## Task objective:
With the material below, print exactly the lines between the line holding "Target: chest section of suit" and the line holding "[[320, 424]]", inclusive. Add nothing else.

## Stored data:
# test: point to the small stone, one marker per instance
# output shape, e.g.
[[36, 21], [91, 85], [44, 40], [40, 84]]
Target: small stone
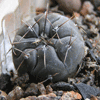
[[69, 6], [32, 90], [49, 89], [62, 86], [41, 88], [3, 95], [23, 79], [87, 8], [71, 96], [29, 98], [50, 96], [96, 3], [4, 81], [15, 94]]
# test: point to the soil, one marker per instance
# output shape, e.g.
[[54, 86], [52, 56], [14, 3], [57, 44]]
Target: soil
[[85, 85]]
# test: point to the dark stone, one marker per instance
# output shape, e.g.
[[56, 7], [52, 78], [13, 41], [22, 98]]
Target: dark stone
[[86, 90], [62, 86], [5, 82]]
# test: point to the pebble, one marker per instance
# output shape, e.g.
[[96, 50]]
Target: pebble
[[3, 95], [31, 90], [41, 88], [71, 96], [50, 96], [96, 3], [29, 98], [87, 8], [69, 6], [49, 89], [15, 94]]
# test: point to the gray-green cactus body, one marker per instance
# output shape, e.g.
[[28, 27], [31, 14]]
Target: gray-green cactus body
[[43, 55]]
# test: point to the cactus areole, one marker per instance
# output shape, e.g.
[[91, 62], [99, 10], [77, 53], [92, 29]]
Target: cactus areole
[[48, 46]]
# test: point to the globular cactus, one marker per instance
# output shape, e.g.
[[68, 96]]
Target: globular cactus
[[50, 44]]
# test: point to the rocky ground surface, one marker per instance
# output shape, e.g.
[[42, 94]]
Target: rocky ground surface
[[86, 84]]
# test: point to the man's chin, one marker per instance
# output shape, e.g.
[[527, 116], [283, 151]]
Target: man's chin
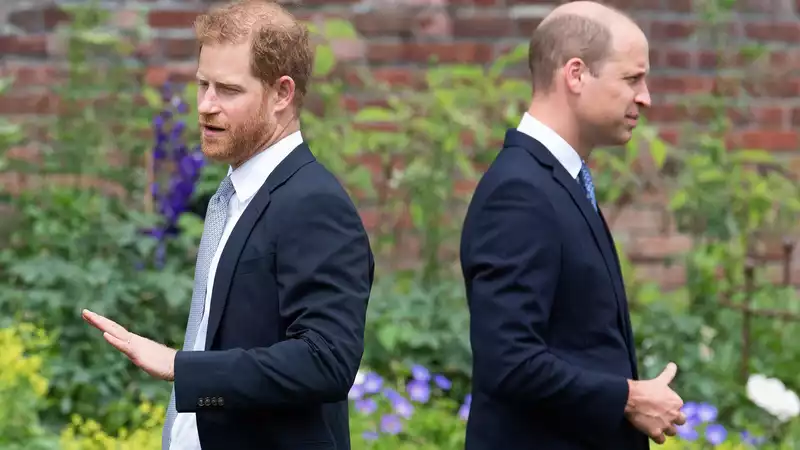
[[217, 153]]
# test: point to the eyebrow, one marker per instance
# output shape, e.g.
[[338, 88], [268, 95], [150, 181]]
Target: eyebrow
[[219, 83]]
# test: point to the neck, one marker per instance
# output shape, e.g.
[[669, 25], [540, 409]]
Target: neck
[[557, 116], [281, 131]]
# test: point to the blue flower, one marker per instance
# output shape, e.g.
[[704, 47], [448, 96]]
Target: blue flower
[[401, 406], [356, 392], [391, 424], [716, 434], [463, 412], [420, 373], [370, 435], [443, 383], [372, 383], [366, 405], [687, 432], [689, 409], [752, 440], [706, 413], [419, 391]]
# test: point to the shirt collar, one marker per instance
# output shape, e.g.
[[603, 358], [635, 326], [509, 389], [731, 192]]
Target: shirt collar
[[249, 177], [562, 151]]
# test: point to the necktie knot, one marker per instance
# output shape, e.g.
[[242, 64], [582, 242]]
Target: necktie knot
[[225, 191], [585, 179]]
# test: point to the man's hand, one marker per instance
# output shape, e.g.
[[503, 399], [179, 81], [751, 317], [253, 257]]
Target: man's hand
[[653, 407], [156, 359]]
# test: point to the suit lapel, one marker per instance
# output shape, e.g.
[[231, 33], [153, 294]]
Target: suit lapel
[[595, 221], [298, 158], [621, 287]]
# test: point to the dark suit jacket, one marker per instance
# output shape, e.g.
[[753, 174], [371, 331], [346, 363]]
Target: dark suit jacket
[[286, 326], [550, 332]]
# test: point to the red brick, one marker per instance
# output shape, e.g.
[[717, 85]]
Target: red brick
[[658, 247], [666, 84], [476, 2], [669, 277], [177, 48], [41, 103], [661, 30], [172, 19], [23, 45], [773, 31], [676, 59], [486, 26], [29, 75], [398, 22], [774, 140], [451, 52]]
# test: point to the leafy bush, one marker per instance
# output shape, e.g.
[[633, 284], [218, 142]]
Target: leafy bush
[[23, 387], [408, 411]]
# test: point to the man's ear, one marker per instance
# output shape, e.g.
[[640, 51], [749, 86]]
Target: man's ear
[[283, 93], [574, 75]]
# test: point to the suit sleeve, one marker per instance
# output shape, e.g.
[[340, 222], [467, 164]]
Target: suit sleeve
[[324, 273], [515, 255]]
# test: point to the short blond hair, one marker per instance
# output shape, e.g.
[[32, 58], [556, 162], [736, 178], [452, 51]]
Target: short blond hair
[[279, 43]]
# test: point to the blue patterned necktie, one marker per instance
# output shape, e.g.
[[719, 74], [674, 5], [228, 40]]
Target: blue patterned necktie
[[585, 179], [216, 217]]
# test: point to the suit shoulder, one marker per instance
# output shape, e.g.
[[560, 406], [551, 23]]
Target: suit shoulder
[[513, 165]]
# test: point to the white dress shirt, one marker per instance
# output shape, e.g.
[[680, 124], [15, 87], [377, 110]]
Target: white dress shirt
[[247, 180], [563, 152]]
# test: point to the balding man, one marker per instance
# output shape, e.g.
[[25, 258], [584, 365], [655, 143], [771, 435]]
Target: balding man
[[276, 324], [554, 360]]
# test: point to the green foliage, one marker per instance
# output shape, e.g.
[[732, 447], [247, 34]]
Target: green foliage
[[23, 387], [81, 245], [411, 324], [412, 156]]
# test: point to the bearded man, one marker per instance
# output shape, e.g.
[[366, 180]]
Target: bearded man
[[284, 272]]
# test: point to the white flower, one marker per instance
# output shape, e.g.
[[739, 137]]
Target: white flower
[[771, 395]]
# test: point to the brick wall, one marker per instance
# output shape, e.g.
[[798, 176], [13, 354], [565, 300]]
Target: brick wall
[[400, 36]]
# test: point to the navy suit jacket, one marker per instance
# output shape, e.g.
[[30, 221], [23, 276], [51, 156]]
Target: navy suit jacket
[[550, 332], [286, 326]]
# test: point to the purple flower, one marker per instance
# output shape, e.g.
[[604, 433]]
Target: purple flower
[[716, 434], [420, 373], [401, 406], [391, 424], [706, 413], [443, 383], [463, 412], [370, 435], [687, 432], [752, 440], [372, 383], [689, 409], [366, 405], [356, 392], [419, 391]]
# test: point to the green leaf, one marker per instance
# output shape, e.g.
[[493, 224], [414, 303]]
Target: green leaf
[[658, 151], [339, 29], [324, 60], [152, 96], [374, 114]]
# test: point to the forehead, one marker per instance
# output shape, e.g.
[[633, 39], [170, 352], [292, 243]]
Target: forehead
[[225, 63], [630, 50]]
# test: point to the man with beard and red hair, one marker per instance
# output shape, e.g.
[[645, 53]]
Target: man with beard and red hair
[[276, 326]]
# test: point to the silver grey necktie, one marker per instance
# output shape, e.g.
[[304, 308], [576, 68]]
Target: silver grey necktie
[[214, 226]]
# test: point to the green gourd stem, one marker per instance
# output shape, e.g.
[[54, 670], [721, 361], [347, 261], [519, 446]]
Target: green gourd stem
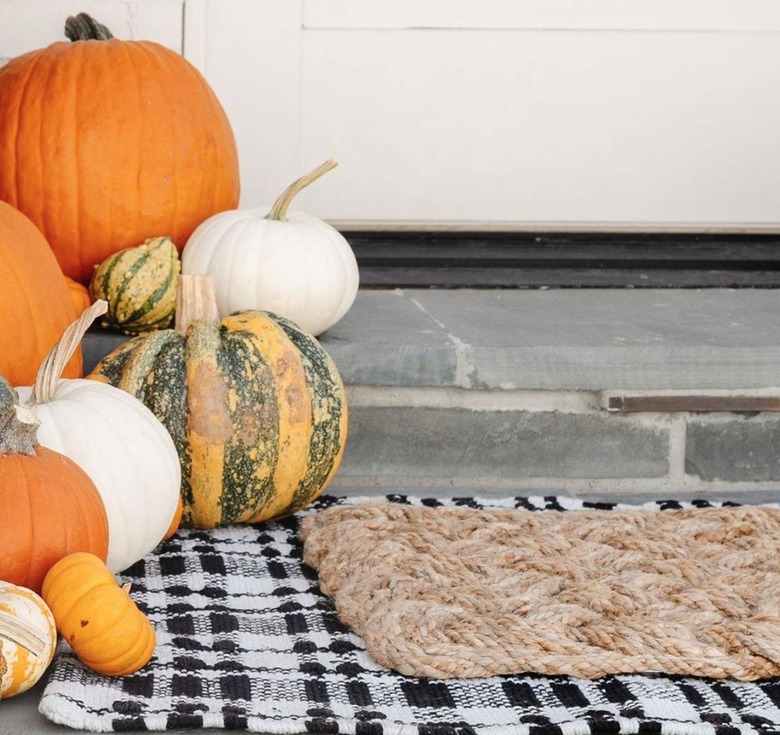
[[83, 27], [195, 301], [22, 634], [50, 371], [279, 209], [18, 425]]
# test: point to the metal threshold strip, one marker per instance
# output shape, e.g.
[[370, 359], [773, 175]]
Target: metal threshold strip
[[693, 404]]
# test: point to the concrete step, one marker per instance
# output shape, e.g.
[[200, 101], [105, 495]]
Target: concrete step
[[499, 391]]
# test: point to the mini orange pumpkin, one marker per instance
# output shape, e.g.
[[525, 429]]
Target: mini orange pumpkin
[[104, 143], [100, 621]]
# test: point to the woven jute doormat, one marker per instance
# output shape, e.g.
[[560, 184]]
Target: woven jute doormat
[[463, 592]]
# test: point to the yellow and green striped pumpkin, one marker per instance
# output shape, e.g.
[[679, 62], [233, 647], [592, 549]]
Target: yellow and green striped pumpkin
[[139, 284], [255, 406]]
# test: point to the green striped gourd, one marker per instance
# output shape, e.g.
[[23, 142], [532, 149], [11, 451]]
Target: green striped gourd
[[255, 406], [139, 284]]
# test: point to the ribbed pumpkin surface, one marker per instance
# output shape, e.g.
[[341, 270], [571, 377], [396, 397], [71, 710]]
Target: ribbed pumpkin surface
[[106, 143], [255, 407]]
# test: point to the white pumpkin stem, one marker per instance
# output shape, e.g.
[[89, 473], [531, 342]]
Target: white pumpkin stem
[[18, 425], [50, 371], [195, 301], [22, 634], [279, 209]]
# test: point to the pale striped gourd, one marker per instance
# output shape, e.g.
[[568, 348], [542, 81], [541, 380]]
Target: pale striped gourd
[[139, 285]]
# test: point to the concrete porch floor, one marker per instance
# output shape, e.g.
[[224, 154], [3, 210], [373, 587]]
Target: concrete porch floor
[[502, 392]]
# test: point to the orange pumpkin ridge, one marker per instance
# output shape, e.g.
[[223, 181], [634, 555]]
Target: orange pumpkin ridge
[[35, 302]]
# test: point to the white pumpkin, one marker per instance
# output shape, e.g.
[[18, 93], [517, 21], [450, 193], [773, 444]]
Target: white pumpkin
[[265, 259], [117, 441]]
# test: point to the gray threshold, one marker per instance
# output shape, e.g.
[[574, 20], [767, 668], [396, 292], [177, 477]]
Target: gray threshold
[[560, 339]]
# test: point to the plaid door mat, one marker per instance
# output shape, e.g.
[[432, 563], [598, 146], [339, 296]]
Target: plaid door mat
[[247, 641]]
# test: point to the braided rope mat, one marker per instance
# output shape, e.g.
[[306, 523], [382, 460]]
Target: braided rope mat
[[460, 592], [247, 641]]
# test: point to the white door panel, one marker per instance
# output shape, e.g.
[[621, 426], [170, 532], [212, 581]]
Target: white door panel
[[515, 127], [482, 113]]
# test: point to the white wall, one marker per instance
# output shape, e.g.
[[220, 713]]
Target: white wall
[[483, 113]]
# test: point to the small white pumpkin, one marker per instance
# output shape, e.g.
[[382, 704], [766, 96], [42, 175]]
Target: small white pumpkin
[[266, 259], [116, 440]]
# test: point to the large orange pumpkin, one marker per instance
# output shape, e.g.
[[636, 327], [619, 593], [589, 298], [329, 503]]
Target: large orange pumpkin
[[105, 143], [35, 302]]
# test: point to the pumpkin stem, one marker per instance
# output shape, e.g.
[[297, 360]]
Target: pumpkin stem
[[83, 27], [279, 209], [18, 425], [195, 301], [50, 371], [22, 633]]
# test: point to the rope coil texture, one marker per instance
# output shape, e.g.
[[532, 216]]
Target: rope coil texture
[[459, 592]]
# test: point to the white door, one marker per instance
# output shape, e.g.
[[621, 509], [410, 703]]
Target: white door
[[486, 114]]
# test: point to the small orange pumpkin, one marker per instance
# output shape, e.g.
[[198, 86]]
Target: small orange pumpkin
[[100, 621], [104, 143]]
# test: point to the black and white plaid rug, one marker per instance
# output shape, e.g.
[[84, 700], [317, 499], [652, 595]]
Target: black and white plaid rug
[[247, 641]]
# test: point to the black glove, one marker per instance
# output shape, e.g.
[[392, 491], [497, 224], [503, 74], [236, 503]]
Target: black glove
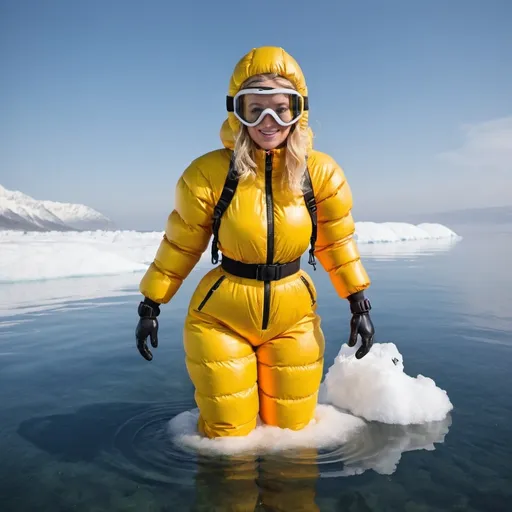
[[361, 324], [147, 326]]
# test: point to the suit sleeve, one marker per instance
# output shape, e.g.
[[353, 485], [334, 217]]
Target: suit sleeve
[[336, 248], [186, 237]]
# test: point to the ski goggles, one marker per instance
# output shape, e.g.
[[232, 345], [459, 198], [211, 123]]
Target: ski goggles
[[286, 106]]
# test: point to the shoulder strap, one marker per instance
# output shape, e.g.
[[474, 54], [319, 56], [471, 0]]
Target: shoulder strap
[[227, 195], [222, 205], [309, 198]]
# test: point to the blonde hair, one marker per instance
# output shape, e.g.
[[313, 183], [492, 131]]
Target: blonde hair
[[296, 144]]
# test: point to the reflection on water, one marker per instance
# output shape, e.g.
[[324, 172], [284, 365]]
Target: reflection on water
[[409, 248], [132, 440], [41, 296]]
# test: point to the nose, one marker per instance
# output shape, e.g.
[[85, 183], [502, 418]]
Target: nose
[[268, 122]]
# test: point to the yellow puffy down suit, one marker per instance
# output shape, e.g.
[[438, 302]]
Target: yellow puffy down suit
[[256, 347]]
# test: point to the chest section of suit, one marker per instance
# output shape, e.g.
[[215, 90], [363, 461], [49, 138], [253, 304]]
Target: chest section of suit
[[265, 222]]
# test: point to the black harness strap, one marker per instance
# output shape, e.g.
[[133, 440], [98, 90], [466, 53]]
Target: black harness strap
[[227, 195], [225, 198], [309, 198]]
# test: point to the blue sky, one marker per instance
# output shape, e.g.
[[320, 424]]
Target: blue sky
[[106, 102]]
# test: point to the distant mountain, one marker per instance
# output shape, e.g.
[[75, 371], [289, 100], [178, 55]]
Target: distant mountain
[[21, 212]]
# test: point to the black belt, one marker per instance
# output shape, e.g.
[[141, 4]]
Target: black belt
[[260, 272]]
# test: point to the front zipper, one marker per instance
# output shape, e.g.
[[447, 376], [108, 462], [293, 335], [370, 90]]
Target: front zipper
[[270, 235], [305, 281], [210, 292]]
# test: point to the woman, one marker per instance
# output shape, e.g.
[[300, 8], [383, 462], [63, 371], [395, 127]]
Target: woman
[[252, 336]]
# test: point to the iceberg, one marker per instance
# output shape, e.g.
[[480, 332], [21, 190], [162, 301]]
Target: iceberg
[[369, 412], [33, 255]]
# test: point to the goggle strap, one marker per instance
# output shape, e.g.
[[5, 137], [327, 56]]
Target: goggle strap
[[230, 103]]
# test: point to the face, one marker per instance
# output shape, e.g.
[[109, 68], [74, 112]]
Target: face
[[268, 134]]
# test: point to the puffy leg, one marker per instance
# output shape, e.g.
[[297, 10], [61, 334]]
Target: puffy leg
[[222, 367], [289, 374]]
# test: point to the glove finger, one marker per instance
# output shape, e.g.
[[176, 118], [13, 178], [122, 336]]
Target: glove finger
[[153, 335], [367, 342], [144, 350], [354, 328]]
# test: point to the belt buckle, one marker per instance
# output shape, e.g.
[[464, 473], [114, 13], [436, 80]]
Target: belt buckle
[[268, 272]]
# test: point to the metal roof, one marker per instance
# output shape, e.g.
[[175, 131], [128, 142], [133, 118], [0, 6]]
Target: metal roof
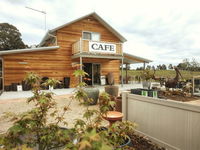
[[7, 52], [132, 59], [96, 16]]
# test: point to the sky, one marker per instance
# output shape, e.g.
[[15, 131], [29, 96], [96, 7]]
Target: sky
[[164, 31]]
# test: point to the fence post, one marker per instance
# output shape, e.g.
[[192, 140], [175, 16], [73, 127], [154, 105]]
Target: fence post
[[125, 104]]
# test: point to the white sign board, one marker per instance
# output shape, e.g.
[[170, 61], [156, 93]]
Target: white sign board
[[102, 47]]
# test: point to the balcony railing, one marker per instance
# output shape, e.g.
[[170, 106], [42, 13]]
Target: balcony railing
[[107, 48]]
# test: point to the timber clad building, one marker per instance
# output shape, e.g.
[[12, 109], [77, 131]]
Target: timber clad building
[[88, 40]]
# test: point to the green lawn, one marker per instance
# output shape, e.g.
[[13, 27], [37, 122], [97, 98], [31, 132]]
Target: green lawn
[[165, 73]]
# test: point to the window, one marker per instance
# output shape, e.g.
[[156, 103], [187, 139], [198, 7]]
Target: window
[[94, 36]]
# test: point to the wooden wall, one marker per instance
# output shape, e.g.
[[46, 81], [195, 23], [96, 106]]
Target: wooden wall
[[107, 66], [58, 63]]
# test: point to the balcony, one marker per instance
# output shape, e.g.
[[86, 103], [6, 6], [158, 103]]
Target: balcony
[[97, 48]]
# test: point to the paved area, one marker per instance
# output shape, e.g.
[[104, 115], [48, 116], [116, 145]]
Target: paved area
[[26, 94]]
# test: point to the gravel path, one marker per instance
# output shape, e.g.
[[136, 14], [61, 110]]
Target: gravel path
[[12, 107]]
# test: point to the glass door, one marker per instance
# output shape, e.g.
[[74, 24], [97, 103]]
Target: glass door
[[87, 67], [1, 74], [96, 69]]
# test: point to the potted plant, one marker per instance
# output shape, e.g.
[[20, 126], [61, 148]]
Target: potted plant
[[92, 93], [146, 76], [111, 88]]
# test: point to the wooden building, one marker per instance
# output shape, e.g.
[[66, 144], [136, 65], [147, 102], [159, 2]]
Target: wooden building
[[88, 40]]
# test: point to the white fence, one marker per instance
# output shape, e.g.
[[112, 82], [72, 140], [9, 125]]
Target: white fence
[[173, 124]]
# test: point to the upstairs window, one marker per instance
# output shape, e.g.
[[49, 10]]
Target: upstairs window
[[94, 36]]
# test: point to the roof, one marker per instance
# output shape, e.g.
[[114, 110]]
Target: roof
[[132, 59], [96, 16], [7, 52]]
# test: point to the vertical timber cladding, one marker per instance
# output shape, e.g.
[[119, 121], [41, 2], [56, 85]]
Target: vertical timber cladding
[[58, 63], [107, 65], [45, 63], [72, 33]]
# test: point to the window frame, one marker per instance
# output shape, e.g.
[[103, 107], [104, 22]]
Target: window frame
[[91, 35]]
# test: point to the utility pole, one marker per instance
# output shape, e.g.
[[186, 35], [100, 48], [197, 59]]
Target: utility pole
[[43, 12]]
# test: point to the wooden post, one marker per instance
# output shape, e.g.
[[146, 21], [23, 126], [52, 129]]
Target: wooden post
[[144, 66], [125, 104], [122, 73], [81, 67], [126, 74], [81, 60]]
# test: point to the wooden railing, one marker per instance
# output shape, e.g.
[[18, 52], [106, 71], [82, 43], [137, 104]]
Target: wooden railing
[[83, 46]]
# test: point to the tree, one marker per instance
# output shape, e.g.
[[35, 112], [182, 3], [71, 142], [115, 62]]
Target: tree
[[170, 66], [163, 67], [10, 37]]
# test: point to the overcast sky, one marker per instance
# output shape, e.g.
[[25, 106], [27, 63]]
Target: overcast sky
[[165, 31]]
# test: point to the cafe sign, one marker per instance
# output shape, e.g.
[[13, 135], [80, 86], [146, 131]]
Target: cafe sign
[[102, 47]]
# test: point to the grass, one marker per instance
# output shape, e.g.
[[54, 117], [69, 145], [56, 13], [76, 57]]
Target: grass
[[165, 73]]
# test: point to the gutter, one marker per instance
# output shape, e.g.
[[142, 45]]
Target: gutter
[[53, 36]]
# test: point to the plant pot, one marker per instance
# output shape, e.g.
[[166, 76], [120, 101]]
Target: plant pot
[[127, 142], [112, 90], [136, 91], [153, 93], [118, 106], [146, 84], [92, 93], [66, 82]]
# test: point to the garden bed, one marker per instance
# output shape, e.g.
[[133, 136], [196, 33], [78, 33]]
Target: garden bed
[[143, 143]]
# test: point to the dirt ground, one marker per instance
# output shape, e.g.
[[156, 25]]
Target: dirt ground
[[10, 108]]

## Finished task:
Target: chest section of suit
[[265, 222]]
# test: point to the black harness strap, one marker per instance
# output shape, e.g.
[[133, 440], [98, 90], [466, 53]]
Target: black harness strap
[[227, 195], [225, 198], [309, 198]]
# test: point to the blue sky, one marker per instance
# output shape, e.g.
[[320, 424]]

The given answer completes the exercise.